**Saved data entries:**
▬▬▬▬▬▬▬▬▬▬

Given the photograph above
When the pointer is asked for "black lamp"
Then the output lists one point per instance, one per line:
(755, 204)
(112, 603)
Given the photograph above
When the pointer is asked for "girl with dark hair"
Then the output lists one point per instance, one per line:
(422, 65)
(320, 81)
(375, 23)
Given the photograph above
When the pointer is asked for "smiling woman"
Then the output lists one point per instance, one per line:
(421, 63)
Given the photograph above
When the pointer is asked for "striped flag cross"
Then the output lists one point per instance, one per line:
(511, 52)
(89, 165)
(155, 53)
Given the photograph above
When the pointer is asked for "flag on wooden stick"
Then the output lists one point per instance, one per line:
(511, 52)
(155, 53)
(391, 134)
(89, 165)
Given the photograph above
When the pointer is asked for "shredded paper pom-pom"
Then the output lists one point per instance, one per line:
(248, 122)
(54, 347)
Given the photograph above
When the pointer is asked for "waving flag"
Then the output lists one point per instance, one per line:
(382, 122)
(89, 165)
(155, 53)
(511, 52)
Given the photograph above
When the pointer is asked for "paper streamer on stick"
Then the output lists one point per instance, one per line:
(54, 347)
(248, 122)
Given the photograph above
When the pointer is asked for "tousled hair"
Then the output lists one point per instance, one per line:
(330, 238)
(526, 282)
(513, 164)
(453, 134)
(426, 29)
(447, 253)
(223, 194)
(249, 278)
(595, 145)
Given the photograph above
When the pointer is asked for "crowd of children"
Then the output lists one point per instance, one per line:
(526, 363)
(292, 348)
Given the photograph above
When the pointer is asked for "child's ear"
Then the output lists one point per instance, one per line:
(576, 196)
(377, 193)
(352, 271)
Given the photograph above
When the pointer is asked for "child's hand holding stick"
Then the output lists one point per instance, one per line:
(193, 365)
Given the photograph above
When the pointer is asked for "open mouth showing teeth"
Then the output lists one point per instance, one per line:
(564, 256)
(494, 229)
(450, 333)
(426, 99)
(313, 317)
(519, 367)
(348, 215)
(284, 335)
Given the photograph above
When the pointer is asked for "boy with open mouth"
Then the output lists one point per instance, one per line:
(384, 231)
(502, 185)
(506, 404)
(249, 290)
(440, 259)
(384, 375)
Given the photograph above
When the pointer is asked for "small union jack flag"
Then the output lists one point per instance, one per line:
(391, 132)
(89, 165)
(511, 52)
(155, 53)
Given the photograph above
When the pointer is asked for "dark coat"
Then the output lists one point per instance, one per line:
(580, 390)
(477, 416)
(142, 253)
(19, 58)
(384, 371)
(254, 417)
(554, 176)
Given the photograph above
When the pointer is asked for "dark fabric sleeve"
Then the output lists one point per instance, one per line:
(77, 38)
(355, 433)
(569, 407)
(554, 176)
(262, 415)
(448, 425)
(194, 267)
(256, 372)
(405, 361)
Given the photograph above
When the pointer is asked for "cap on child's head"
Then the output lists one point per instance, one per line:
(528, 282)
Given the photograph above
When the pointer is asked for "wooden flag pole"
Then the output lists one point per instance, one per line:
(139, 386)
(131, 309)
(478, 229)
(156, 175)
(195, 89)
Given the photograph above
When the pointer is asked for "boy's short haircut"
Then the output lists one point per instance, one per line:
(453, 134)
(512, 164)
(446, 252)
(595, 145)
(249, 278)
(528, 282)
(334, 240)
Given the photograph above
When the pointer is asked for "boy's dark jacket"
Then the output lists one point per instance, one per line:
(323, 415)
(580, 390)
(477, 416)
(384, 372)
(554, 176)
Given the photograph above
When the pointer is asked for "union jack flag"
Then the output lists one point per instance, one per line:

▬▬▬▬▬▬▬▬▬▬

**STATED EXERCISE:** Extract every line in the items above that contains the word "union". Case counts, so only lines where it appears with the same capitalization qualify.

**FULL SOLUTION:**
When the pointer is asked for "small union jack flag"
When the pointer is asked for "union jack flag"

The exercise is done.